DIRECTIONS:
Gather every line in the records below that contains the word "handle".

DATA FOR THIS TASK:
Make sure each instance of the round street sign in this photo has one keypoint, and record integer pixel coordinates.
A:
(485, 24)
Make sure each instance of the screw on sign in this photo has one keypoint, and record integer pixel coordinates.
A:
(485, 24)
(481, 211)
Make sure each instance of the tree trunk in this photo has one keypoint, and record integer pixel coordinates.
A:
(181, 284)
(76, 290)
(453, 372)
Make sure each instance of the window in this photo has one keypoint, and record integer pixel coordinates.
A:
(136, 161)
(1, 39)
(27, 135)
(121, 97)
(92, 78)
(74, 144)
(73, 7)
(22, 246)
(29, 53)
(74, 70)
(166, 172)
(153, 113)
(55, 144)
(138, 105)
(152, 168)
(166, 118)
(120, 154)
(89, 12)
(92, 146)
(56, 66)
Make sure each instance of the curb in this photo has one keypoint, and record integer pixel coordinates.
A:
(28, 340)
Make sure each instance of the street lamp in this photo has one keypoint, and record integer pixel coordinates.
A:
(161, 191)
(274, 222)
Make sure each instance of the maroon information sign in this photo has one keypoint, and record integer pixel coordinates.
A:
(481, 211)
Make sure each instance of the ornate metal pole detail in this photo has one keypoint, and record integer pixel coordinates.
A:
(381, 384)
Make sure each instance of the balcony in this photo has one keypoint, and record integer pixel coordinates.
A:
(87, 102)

---

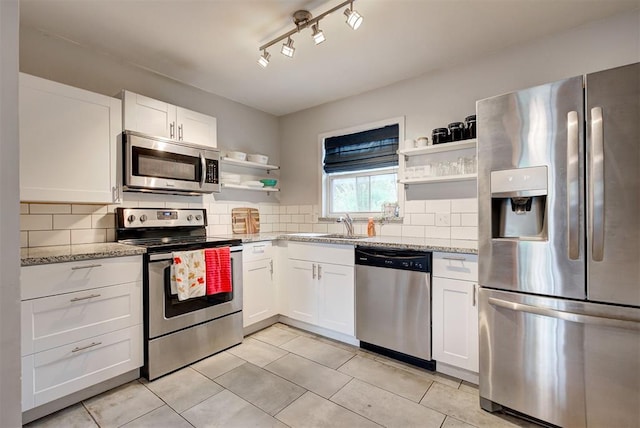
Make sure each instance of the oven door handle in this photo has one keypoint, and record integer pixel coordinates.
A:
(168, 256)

...

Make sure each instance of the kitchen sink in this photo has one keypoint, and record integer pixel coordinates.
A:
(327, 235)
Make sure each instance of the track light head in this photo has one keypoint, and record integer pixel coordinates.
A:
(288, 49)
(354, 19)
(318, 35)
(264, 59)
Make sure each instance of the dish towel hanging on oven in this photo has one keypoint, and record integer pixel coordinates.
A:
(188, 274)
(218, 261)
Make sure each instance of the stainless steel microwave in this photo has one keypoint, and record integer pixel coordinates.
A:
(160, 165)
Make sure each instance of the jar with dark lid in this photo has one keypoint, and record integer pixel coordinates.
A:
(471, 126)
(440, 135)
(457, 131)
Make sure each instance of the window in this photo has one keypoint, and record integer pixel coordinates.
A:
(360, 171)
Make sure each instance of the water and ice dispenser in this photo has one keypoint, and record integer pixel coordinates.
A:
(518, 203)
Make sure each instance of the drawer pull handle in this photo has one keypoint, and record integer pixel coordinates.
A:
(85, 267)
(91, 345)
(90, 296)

ANSWER SPACE:
Make sure each instance of the oven door handle in this photo has one keypoint, and record integer pixel coordinates.
Make sure each instance of the drawer pull handle in this photo has one keypoint, and record integer pixel coordinates.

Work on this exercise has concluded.